### SOURCE TEXT
______

2.6. Statistical analysis
Pearson chi-squared and Fishers' exact test were used to analyze the difference in visual inspection and tenderness between the PAT and CON subjects. Two-sample t-test was used for analyzing electrical skin resistance. The effect sizes (relative risk for visual inspection and tenderness, and mean difference for electrical skin resistance) along with their 95% confidence intervals were calculated. Because of multiple testing, the p values reported have been adjusted for using the Sharpened Bonferroni method [16]. SPSS for Windows V15.0 was used for all data analysis. The statistician was blind to group allocation.
3. Results
There were more males in the PAT than in the CON group (75% vs. 50%, p = 0.019); however gender was not significantly associated with any of the outcome variables and hence was not adjusted for in subsequent analyses. Mean (±SD) age was not significantly different (PAT group: 39.4 ± 2.8; CON group: 32.5 ± 2.1-years-old; p = 0.051) between the two groups. Nine (45%) of the 20 patients had their ALP outside the normal range; 19 (95%) had their AST and ALT deviated from the normal range.
3.1. Visual inspection
As compared to control subjects, more participants in the PAT group (70% vs. 40%; RR = 1.8; 95% CI, 1.01, 3.1; p = 0.045) had at least one noticeable change on the (L) ear. The sensitivity of this examination was 0.7 and the specificity was 0.6. The difference was much greater in the (R) ear (70% vs. 24%; RR = 2.9; 95% CI, 1.4, 6.2; p = 0.004); with a sensitivity of 0.7 and a specificity of 0.76.

______

### WORK REQUEST 1
Which software does the study excerpt say was used for all data analysis?
### WORK REQUEST 2
Please reproduce word for word everything in the study excerpt from "2.6. Statistical analysis" down to "to group allocation.".

______

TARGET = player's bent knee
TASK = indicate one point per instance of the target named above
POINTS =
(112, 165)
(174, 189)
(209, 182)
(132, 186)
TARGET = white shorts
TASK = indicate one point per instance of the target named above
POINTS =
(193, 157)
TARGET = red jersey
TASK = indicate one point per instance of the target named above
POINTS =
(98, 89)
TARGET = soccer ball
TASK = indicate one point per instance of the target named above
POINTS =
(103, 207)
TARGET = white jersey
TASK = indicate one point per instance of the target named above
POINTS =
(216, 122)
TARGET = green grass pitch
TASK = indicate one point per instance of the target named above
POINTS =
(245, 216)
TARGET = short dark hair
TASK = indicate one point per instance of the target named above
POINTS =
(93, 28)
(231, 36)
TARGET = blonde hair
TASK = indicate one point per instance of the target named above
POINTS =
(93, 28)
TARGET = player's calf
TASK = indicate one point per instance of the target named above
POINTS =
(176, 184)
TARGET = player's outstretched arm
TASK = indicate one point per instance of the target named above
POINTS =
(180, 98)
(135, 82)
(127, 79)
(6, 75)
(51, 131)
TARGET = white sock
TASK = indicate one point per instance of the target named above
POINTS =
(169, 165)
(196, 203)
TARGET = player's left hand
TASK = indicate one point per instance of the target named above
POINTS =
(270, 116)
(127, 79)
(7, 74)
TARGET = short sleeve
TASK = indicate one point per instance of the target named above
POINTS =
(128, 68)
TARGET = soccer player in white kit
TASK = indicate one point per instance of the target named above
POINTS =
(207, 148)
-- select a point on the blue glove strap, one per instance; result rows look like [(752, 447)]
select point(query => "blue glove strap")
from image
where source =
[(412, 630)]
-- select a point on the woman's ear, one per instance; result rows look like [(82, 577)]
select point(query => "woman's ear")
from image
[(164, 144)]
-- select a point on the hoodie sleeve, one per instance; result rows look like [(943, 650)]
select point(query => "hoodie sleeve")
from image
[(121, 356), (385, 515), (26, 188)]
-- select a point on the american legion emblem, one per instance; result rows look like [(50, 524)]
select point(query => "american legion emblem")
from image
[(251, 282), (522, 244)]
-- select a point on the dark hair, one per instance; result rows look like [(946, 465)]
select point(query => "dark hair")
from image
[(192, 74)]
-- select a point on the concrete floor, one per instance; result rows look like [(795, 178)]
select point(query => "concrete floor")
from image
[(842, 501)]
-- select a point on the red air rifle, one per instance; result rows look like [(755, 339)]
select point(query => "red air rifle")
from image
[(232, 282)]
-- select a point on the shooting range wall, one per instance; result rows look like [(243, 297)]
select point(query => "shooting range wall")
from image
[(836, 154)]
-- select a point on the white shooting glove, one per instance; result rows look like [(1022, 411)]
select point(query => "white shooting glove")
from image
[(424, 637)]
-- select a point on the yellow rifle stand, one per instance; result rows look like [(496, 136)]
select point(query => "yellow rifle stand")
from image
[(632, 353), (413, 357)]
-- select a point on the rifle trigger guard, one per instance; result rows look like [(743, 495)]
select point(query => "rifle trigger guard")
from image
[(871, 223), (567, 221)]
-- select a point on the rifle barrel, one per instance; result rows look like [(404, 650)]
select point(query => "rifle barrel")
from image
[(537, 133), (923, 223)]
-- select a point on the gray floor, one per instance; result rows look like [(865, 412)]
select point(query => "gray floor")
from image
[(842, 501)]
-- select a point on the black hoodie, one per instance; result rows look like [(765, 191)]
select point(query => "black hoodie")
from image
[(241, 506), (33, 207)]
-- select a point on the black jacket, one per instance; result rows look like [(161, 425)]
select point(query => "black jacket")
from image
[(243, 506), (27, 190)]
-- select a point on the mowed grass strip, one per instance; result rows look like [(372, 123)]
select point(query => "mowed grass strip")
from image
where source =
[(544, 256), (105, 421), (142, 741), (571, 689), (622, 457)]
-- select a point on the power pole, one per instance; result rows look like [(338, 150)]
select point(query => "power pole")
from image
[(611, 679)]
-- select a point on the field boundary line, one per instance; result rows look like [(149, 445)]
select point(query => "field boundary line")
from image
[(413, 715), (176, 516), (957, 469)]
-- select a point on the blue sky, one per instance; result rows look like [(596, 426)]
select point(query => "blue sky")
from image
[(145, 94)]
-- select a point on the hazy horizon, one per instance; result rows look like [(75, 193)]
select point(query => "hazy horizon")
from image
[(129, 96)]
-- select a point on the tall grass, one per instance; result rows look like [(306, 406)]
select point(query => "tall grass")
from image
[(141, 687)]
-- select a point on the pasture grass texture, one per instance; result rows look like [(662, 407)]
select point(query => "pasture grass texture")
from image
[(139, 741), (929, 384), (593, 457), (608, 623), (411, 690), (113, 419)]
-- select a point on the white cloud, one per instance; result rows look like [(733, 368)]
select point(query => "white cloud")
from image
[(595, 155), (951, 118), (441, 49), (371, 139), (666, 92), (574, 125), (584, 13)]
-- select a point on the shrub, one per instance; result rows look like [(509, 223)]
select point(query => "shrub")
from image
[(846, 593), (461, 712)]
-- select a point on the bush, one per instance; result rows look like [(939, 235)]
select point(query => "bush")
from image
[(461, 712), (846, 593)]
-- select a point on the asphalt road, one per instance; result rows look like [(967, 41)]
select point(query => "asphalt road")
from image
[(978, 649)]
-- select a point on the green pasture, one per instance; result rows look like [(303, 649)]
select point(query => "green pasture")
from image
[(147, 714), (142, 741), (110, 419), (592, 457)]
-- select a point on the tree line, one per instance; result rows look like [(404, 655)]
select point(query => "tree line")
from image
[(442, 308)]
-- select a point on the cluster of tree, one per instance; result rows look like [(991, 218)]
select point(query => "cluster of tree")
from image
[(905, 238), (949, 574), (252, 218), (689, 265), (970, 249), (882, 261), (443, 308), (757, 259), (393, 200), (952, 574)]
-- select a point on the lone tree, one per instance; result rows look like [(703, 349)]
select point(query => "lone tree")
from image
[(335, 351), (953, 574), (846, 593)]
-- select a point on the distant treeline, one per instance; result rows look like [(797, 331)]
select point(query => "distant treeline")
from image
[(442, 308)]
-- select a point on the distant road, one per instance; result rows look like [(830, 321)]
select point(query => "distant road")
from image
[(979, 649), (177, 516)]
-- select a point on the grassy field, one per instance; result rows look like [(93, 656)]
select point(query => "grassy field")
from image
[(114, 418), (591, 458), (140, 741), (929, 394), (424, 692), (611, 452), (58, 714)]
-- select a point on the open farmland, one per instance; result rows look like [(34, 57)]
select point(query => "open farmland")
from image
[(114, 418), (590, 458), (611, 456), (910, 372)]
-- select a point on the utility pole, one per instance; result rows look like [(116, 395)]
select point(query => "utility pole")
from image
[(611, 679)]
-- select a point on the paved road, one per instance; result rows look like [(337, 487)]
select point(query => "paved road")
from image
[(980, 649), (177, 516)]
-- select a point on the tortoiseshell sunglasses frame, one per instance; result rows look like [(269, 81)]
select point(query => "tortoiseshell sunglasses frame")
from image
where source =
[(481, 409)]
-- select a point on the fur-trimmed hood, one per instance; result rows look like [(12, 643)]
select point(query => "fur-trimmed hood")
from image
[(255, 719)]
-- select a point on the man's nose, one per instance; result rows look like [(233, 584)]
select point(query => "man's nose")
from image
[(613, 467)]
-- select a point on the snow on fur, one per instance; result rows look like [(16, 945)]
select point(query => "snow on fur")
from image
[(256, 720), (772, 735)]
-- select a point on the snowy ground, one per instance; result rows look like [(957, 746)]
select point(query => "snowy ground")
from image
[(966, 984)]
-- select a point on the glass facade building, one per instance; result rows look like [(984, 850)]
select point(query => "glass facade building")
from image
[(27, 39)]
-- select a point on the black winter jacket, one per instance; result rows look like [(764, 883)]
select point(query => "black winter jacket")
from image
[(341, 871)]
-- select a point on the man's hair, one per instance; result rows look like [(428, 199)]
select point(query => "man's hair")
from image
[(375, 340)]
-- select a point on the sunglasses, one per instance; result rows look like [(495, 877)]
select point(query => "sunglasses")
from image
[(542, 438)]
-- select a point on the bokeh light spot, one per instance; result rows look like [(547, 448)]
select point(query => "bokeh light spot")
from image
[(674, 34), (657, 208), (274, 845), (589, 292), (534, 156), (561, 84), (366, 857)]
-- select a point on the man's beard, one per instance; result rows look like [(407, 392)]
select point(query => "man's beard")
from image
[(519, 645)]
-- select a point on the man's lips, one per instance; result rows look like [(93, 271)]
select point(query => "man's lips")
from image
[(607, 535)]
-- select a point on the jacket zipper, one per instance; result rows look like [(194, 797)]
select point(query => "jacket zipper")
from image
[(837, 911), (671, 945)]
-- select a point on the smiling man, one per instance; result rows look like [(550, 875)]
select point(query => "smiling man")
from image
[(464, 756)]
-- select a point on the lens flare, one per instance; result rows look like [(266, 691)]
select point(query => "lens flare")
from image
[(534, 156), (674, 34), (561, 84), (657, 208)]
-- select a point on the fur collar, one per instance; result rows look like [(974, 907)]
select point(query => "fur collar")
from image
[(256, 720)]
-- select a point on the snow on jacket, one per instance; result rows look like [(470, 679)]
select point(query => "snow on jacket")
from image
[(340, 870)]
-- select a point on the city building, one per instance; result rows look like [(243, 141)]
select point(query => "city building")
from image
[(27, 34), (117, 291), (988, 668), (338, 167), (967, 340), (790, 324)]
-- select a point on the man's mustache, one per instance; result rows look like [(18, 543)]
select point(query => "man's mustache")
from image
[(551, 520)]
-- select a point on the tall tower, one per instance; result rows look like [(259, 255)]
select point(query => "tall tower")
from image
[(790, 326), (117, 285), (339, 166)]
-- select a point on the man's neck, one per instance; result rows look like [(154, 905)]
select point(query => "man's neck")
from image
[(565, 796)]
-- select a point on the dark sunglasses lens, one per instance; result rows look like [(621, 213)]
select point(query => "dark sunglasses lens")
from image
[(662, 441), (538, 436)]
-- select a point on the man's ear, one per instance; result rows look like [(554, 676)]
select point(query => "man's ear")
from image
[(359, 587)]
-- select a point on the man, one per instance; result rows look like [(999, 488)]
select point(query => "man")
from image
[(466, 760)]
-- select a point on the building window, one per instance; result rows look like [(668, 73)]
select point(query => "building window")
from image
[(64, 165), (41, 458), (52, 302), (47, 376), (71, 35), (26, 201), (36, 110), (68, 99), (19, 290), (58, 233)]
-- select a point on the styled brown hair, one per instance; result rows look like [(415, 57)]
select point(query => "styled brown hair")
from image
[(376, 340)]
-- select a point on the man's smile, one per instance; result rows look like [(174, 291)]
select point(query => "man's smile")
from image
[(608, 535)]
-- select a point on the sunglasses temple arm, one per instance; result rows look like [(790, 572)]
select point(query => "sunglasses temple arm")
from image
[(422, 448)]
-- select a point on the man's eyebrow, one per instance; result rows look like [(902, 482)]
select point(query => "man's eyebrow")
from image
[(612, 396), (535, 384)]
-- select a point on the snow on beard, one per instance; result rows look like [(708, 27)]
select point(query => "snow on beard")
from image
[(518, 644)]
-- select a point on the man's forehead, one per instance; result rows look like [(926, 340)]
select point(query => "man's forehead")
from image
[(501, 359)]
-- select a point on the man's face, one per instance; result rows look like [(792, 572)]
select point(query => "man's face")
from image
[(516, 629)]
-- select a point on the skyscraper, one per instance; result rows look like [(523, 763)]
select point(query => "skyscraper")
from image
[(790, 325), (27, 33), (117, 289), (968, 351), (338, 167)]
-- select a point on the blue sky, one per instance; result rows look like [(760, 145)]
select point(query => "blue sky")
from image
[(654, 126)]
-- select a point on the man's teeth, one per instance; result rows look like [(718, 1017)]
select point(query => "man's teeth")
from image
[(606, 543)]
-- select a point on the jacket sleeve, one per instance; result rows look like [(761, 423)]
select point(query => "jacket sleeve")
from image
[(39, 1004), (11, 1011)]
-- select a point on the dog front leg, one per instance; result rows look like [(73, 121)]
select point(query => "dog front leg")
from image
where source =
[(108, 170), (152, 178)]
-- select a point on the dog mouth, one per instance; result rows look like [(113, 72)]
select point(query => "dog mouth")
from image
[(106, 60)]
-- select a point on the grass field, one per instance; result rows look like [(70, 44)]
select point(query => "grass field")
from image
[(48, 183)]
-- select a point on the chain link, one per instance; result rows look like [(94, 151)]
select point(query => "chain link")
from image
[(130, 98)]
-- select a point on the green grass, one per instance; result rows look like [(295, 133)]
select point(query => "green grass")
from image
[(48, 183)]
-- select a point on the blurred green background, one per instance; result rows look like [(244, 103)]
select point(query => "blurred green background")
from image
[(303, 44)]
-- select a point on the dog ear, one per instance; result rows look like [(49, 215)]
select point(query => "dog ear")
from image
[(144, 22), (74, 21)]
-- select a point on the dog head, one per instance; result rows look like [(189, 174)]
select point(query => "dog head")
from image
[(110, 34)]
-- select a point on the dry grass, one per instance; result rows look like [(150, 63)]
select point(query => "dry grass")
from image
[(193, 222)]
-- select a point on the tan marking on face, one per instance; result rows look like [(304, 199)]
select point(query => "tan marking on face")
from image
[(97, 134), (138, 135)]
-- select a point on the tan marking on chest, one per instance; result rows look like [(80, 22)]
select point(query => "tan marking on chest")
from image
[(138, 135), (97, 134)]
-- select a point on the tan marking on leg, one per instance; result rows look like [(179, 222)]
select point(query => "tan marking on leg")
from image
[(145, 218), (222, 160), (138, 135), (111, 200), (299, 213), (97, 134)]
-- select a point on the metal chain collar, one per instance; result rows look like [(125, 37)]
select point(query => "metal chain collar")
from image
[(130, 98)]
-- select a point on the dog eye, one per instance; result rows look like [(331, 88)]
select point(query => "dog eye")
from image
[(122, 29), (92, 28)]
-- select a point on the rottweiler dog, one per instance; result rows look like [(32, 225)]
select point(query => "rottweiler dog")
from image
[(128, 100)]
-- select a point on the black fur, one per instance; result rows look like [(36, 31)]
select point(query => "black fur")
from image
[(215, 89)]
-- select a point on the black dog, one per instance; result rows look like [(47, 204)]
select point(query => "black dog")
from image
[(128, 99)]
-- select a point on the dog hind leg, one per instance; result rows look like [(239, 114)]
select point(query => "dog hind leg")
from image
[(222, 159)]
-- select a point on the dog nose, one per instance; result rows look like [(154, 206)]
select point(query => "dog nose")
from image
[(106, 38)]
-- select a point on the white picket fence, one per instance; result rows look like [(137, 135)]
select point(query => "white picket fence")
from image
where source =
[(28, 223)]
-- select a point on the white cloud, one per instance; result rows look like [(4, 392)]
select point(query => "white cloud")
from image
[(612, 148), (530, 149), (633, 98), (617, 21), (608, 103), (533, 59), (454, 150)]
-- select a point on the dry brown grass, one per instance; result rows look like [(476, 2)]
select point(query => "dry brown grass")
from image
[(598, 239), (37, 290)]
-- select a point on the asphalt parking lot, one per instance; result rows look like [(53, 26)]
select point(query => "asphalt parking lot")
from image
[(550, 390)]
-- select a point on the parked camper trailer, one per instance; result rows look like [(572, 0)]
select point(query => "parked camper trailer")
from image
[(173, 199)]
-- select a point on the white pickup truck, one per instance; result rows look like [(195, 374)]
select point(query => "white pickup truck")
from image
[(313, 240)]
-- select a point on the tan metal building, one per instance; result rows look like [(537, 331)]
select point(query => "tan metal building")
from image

______

### EXERCISE RESULT 1
SPSS for Windows V15.0

### EXERCISE RESULT 2
2.6. Statistical analysis
Pearson chi-squared and Fishers' exact test were used to analyze the difference in visual inspection and tenderness between the PAT and CON subjects. Two-sample t-test was used for analyzing electrical skin resistance. The effect sizes (relative risk for visual inspection and tenderness, and mean difference for electrical skin resistance) along with their 95% confidence intervals were calculated. Because of multiple testing, the p values reported have been adjusted for using the Sharpened Bonferroni method [16]. SPSS for Windows V15.0 was used for all data analysis. The statistician was blind to group allocation.